◆ Given passage
+++

Jelly d'Aranyi, fully Jelly Aranyi de Hunyadvár ( (30 May 189330 March 1966) was a Hungarian violinist who made her home in London.

She was born in Budapest, the great-niece of Joseph Joachim and sister of the violinist Adila Fachiri.  She began her studies as a pianist, but switched to violin at the Music Academy in Budapest when Jenő Hubay accepted her as a student. After concert tours of Europe and America as a soloist and chamber musician she settled in London. She formed a notable chamber trio with the Spanish cellist Pablo Casals and the Australian pianist Frederick Septimus Kelly, with whom she was in love, even referring to him as her "fiancé". On memorable occasions, she and Béla Bartók gave sonata recitals together in London and Paris. His two sonatas for violin and piano were dedicated to her; Jelly and Bartók presented them in London in March 1922 (No. 1) and May 1923 (No. 2).

She was an excellent interpreter of Classical, Romantic and modern music. After d'Aranyi had, at his request, played "gypsy" violin music to him one evening, Maurice Ravel dedicated his popular violin-and-piano composition Tzigane to her. Ralph Vaughan Williams dedicated his Concerto Accademico to her. Gustav Holst's Double Concerto for Two Violins was written for Jelly and Adila.  The D'Aranyi String Quartet is named after her. Her extreme talent bring to life one of the most intelligent parfumes from Bourjois "Printemps de Paris" invented by Constantin Weriguine in 1931.

+++

◆ Exercise 1
Retype the portion of the passage on Jelly d'Aranyi that begins with the words containing "She was an excellent" and ends with "Weriguine in 1931.".

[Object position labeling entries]
+++

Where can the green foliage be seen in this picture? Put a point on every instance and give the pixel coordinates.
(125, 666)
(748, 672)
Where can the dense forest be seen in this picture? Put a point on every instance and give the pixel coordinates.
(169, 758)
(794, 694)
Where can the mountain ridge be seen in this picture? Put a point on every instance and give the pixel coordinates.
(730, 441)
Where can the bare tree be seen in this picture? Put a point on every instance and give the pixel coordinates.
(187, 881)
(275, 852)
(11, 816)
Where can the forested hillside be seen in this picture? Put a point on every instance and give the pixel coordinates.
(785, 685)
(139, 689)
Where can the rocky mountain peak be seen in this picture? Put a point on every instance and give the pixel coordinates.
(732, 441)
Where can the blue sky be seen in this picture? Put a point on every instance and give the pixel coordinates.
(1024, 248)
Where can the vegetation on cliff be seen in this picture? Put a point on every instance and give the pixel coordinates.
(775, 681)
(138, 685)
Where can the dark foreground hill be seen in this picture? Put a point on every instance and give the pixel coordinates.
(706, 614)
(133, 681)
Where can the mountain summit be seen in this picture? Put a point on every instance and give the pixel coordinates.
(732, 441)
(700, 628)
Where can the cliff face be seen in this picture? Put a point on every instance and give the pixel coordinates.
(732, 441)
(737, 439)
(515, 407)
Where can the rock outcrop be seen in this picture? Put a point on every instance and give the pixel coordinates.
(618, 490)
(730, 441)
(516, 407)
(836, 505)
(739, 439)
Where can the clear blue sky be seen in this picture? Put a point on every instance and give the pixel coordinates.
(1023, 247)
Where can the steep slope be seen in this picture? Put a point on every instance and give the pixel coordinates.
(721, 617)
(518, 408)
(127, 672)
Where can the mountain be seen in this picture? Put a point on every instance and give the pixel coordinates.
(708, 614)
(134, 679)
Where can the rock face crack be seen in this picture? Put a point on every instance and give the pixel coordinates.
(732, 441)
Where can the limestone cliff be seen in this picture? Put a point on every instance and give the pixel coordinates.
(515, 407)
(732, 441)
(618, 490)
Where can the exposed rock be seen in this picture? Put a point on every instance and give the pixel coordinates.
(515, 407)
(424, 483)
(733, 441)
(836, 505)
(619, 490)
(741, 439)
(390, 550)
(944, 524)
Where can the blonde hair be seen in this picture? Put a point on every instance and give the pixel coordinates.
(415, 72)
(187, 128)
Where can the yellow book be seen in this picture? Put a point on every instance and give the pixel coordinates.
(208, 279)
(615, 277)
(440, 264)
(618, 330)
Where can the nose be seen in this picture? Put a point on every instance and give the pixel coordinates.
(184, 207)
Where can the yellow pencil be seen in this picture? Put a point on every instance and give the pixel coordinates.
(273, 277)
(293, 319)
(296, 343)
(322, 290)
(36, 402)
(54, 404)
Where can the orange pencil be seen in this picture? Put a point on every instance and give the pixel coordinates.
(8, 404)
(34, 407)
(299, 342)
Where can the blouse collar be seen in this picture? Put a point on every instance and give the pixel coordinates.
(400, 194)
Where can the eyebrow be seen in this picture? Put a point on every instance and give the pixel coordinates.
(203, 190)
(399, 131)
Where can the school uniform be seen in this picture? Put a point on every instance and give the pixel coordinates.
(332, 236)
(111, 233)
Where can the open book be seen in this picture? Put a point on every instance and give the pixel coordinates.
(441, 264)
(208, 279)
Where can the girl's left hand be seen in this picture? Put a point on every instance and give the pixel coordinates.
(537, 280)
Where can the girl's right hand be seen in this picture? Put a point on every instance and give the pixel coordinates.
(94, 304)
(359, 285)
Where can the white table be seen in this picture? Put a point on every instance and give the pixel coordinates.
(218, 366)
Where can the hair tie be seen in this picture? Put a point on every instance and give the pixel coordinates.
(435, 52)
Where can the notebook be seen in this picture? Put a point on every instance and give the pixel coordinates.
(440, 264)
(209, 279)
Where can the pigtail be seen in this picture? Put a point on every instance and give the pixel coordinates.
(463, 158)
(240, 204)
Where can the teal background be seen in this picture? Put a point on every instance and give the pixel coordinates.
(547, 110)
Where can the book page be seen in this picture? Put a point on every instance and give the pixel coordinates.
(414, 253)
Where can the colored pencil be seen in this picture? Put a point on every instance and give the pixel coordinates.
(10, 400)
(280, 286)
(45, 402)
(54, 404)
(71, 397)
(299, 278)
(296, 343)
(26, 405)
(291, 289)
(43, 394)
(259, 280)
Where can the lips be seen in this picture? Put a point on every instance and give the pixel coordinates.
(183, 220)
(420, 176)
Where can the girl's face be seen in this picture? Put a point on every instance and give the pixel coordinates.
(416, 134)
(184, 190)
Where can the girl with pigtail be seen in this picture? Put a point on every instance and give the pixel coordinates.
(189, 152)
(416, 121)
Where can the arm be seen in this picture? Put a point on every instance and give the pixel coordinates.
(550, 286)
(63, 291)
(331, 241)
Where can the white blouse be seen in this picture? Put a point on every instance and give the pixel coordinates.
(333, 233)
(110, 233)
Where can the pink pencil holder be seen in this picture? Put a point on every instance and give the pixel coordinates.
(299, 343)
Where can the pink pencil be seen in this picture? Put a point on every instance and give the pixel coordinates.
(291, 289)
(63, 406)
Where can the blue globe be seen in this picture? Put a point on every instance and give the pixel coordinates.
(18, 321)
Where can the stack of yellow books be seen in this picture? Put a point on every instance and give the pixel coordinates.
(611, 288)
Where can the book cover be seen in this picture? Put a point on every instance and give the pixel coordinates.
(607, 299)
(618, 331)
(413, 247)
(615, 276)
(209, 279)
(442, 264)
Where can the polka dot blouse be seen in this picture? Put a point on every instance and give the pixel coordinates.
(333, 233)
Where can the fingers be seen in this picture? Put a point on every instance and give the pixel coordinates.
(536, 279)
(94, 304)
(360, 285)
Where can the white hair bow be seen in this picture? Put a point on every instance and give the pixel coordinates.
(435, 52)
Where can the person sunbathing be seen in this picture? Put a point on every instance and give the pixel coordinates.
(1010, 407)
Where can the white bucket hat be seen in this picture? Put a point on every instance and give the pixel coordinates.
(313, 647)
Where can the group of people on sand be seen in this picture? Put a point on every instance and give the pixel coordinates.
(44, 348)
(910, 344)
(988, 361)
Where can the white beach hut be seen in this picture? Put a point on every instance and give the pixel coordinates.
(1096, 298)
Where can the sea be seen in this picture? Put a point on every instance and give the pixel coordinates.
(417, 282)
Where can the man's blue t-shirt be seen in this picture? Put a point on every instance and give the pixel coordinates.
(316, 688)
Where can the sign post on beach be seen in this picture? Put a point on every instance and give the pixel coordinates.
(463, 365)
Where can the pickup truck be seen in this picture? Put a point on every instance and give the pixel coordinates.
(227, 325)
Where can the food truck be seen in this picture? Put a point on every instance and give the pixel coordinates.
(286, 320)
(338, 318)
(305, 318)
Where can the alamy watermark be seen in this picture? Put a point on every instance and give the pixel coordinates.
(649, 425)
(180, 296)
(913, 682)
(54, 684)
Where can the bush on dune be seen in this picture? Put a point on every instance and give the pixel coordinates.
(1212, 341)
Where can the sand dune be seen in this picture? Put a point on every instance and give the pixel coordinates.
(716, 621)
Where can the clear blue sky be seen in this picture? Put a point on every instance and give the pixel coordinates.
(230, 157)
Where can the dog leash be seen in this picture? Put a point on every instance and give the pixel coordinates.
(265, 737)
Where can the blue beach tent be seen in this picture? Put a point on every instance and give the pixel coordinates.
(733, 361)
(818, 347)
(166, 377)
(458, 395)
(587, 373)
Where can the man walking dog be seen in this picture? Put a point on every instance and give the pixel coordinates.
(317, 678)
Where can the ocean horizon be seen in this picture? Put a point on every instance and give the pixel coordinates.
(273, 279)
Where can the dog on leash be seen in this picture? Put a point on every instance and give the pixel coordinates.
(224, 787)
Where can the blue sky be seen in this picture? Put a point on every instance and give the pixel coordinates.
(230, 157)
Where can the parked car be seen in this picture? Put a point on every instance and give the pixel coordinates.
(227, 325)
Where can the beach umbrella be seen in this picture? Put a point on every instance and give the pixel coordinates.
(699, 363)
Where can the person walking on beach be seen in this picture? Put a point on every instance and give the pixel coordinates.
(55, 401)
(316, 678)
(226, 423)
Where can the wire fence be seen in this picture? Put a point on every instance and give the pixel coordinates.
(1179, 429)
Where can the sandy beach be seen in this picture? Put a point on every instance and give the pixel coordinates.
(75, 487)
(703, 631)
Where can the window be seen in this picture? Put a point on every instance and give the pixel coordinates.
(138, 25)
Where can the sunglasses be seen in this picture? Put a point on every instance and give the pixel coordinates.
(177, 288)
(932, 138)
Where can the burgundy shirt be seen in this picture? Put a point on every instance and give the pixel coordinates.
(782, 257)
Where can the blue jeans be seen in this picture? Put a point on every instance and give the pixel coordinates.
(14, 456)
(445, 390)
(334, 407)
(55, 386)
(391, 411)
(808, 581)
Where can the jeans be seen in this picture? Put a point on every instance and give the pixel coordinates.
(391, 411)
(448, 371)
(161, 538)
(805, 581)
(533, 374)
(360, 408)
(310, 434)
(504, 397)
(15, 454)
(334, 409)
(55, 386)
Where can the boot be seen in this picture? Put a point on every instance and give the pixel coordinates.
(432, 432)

+++

◆ Exercise 2
How many lines in the rows contain the string "dune"? Reply with the number alone.

◆ Final answer 1
She was an excellent interpreter of Classical, Romantic and modern music. After d'Aranyi had, at his request, played "gypsy" violin music to him one evening, Maurice Ravel dedicated his popular violin-and-piano composition Tzigane to her. Ralph Vaughan Williams dedicated his Concerto Accademico to her. Gustav Holst's Double Concerto for Two Violins was written for Jelly and Adila.  The D'Aranyi String Quartet is named after her. Her extreme talent bring to life one of the most intelligent parfumes from Bourjois "Printemps de Paris" invented by Constantin Weriguine in 1931.

◆ Final answer 2
2